▶ _Problem_
Would you copy out the following entries exactly, without any of the pictures?

==== Exercise data

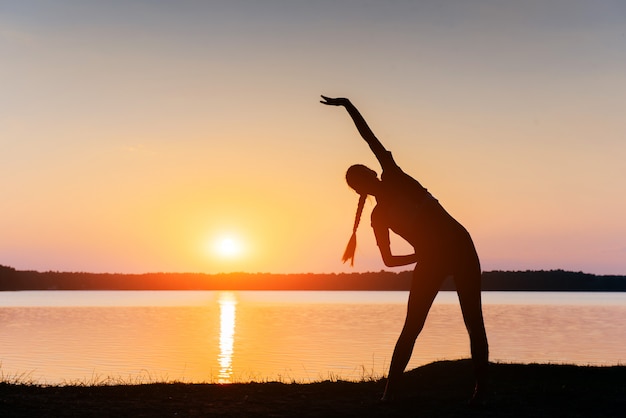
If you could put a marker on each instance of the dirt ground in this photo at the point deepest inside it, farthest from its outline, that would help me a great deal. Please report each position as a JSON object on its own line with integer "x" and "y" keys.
{"x": 439, "y": 389}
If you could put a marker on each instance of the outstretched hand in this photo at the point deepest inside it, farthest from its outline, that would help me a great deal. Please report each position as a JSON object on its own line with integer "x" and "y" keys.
{"x": 339, "y": 101}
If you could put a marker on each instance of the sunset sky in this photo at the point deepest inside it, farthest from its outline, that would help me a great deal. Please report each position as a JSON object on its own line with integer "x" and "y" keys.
{"x": 137, "y": 135}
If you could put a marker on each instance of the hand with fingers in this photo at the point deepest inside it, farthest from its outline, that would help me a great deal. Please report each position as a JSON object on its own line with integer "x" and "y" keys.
{"x": 339, "y": 101}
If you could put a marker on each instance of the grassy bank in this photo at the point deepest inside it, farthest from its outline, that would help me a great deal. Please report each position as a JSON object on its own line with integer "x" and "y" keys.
{"x": 439, "y": 389}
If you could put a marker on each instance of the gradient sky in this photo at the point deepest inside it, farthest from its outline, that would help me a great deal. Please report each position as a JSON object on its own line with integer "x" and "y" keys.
{"x": 134, "y": 134}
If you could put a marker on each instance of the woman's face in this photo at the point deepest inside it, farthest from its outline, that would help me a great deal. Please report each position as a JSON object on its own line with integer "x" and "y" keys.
{"x": 362, "y": 179}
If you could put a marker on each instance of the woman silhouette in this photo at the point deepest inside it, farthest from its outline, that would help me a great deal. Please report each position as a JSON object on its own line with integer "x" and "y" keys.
{"x": 442, "y": 248}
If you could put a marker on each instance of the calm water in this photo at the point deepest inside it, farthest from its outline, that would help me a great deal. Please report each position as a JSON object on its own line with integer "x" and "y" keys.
{"x": 201, "y": 336}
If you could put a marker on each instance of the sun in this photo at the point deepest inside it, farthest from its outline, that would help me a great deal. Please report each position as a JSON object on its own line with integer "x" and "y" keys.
{"x": 228, "y": 246}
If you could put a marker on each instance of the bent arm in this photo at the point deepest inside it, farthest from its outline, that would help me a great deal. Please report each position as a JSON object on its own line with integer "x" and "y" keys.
{"x": 390, "y": 260}
{"x": 366, "y": 133}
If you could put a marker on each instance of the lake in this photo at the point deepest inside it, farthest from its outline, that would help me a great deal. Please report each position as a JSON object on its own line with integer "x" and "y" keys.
{"x": 90, "y": 337}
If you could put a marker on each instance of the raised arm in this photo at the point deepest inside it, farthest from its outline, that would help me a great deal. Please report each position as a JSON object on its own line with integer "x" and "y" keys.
{"x": 366, "y": 133}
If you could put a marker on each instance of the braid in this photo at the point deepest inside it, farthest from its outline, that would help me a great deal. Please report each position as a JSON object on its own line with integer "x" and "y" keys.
{"x": 351, "y": 247}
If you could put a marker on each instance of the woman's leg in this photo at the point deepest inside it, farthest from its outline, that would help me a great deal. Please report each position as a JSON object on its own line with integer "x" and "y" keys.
{"x": 424, "y": 287}
{"x": 467, "y": 280}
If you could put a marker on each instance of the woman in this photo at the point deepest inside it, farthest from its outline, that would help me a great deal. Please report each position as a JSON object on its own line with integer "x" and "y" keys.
{"x": 442, "y": 248}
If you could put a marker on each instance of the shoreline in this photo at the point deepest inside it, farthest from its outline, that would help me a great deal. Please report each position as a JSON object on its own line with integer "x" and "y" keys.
{"x": 436, "y": 389}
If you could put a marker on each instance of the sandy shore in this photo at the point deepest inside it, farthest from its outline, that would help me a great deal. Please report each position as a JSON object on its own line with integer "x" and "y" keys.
{"x": 439, "y": 389}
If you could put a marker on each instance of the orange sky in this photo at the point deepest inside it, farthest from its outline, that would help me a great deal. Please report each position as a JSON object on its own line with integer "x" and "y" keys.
{"x": 136, "y": 135}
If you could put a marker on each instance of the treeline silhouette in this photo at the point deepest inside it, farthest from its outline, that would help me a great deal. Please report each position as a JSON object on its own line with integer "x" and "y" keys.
{"x": 552, "y": 280}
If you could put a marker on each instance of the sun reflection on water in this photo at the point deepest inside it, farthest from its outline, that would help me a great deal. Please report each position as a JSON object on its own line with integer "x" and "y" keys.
{"x": 227, "y": 302}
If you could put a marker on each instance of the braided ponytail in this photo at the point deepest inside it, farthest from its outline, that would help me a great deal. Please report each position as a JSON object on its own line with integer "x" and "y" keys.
{"x": 351, "y": 247}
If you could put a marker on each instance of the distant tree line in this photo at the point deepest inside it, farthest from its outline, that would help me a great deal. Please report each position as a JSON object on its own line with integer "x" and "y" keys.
{"x": 530, "y": 280}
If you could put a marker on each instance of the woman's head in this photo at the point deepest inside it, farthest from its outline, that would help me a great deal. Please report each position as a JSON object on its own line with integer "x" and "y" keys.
{"x": 362, "y": 179}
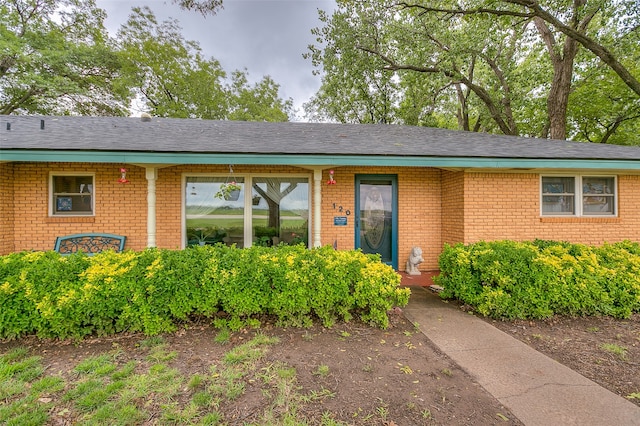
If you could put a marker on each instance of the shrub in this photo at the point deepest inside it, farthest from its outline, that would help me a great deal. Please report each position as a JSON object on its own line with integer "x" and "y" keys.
{"x": 153, "y": 290}
{"x": 506, "y": 279}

========

▶ _Problem solution_
If you could put a marker on each instance of the dirt ground in this photo at the point deepest inside it, farthest from its outline, that would help me a great deal. Please report each position as a JSON object on its own line with integer "x" and "y" keys.
{"x": 439, "y": 389}
If you could put a marker on each instance of the outstretched hand in this photo at the point deepest inside it, farthest from its outline, that would help me a great deal. Please report each position as a JSON object on its own line with integer "x" and "y" keys.
{"x": 339, "y": 101}
If you could put a marker on each instance of the sunset sky in this photo at the point deepest inside it, farthest from its outline, that would help me a great deal. Please report each position as a JSON object on its own line with integer "x" and "y" keys.
{"x": 137, "y": 135}
If you could put a marker on each instance of the hand with fingers in this photo at the point deepest inside it, farthest from its outline, that would help me a great deal. Please report each position as a JSON object on its own line with integer "x" and "y" keys.
{"x": 339, "y": 101}
If you could put a marker on each instance of the grassy bank in this photo at the point deepest inside it, farthest from its outline, that would help me a great deal. Please report each position as a JSON object on its own line with integer "x" and "y" keys.
{"x": 439, "y": 389}
If you could put a marker on each instance of the gradient sky in this photo at the point deepest inside it, farthest from its outline, that would help me a great deal. Please report each position as a JSON object on its own line with integer "x" and "y" keys.
{"x": 134, "y": 134}
If you could put a marker on each instance of the woman's face in this photo at the point deepest inside it, farthest from its outline, that would help me a great deal. Please report each position as a JSON object on its own line with integer "x" and "y" keys.
{"x": 362, "y": 179}
If you could put a marker on each instance of the woman silhouette in this photo at the point deepest inside it, farthest from its outline, that would help me a great deal. Please report each position as a JSON object on its own line with integer "x" and "y" keys.
{"x": 442, "y": 248}
If you could put a marker on each instance of the calm water in this photo at the point deepest inside it, farthest from its outline, that would help me a great deal. Please report each position as a JSON object on its own line with integer "x" and "y" keys.
{"x": 201, "y": 336}
If you could put a marker on each instance of the sun in this photo at the point deepest inside it, farthest from its outline, that would help me a great deal. Please report each position as a JSON object on its own line with integer "x" and "y" keys.
{"x": 228, "y": 246}
If you could put a marker on each instance of the bent arm in this photo at the point deepest inside it, farthest from its outline, that would help me a great deal. Please report each position as a JSON object on its own line with integer "x" and "y" keys.
{"x": 390, "y": 260}
{"x": 366, "y": 133}
If you could put a marker on each instance of the lake in this photo at the point deepest inside it, farthest from its outline, that would help me a great deal. Please report each position as a JSON object on its own line with integer "x" and "y" keys.
{"x": 90, "y": 337}
If you could put a marker on each instance of the raised arm in this photo at the point deepest inside it, farthest from its outline, that would help me a great deal. Please report each position as a JSON object on its own line with integer "x" and "y" keys.
{"x": 366, "y": 133}
If you could put a marker on each instance of the braid in this photo at the point deepest inside it, farthest from its outline, that would help me a great deal. Please report each position as a JSON object on its own line with integer "x" and "y" keys.
{"x": 351, "y": 247}
If you could put a marker on each instance of the woman's leg in this photo at the point deepest inside it, farthest from its outline, that would help me a great deal. Please report each position as a JSON object on its own line with integer "x" and "y" keys.
{"x": 424, "y": 287}
{"x": 467, "y": 280}
If you could put a marker on each instance of the woman in this photo at the point deepest inside it, farthest from its outline, that would help me a great deal. Please report each position as a JSON object on its own line with integer "x" and "y" keys.
{"x": 442, "y": 248}
If you could put a marker on each instance of the shoreline in this photo at the point deepest inside it, farthest from its outline, that would help me a great deal. Please report each position as a JSON object on its own line with integer "x" and "y" keys.
{"x": 436, "y": 389}
If you could put a marker on each instance of the sandy shore in this photo at the point deepest inside it, farthest from its outline, that would help me a great deal. Please report each position as a JSON object on its own line with integer "x" and "y" keys.
{"x": 439, "y": 389}
If you could put a marker on each instance of the orange sky in this photo at the point deepest inside it, farthest from its outline, that would help me a great deal. Please report each position as a JSON object on its own line with integer "x" and "y" keys.
{"x": 136, "y": 135}
If you could put a marker on each instance of the treeline silhouette in this photo at the point deepest inside it, farthest from its outline, that would help me a great deal. Please report each position as a JSON object on its own line with integer "x" and "y" keys.
{"x": 552, "y": 280}
If you could put a marker on each instance of the sun reflection on water in this photo at the point deepest inside it, farthest from its outline, that would help me a great deal. Please report each position as a JSON object on its own line with integer "x" and "y" keys.
{"x": 227, "y": 302}
If you could put a marker on each instance of the braided ponytail in this photo at the point deepest inside it, farthest from its outline, that would help me a great deal. Please report each position as a JSON object on its own line with integer "x" and "y" keys.
{"x": 351, "y": 247}
If you could put a marker on each instance of the distant tree line in this photo at the point deepest inside it, farthest from its outline, that would help me a great deal. Please report each position as a JSON object on its own line with integer "x" and "y" keys.
{"x": 530, "y": 280}
If you could put a marker on each instance of the woman's head in this photo at the point deepest inside it, farthest from its outline, that would help me a great deal. Please report each position as a JSON object on its own line with integer "x" and "y" keys.
{"x": 362, "y": 179}
If you could put a marker on each instance of the shrub in this photo at the point deepest inside it, farthest from its outline, that would help me a great deal. Please report each position as a JSON object on its own line with integer "x" and "y" keys.
{"x": 153, "y": 290}
{"x": 506, "y": 279}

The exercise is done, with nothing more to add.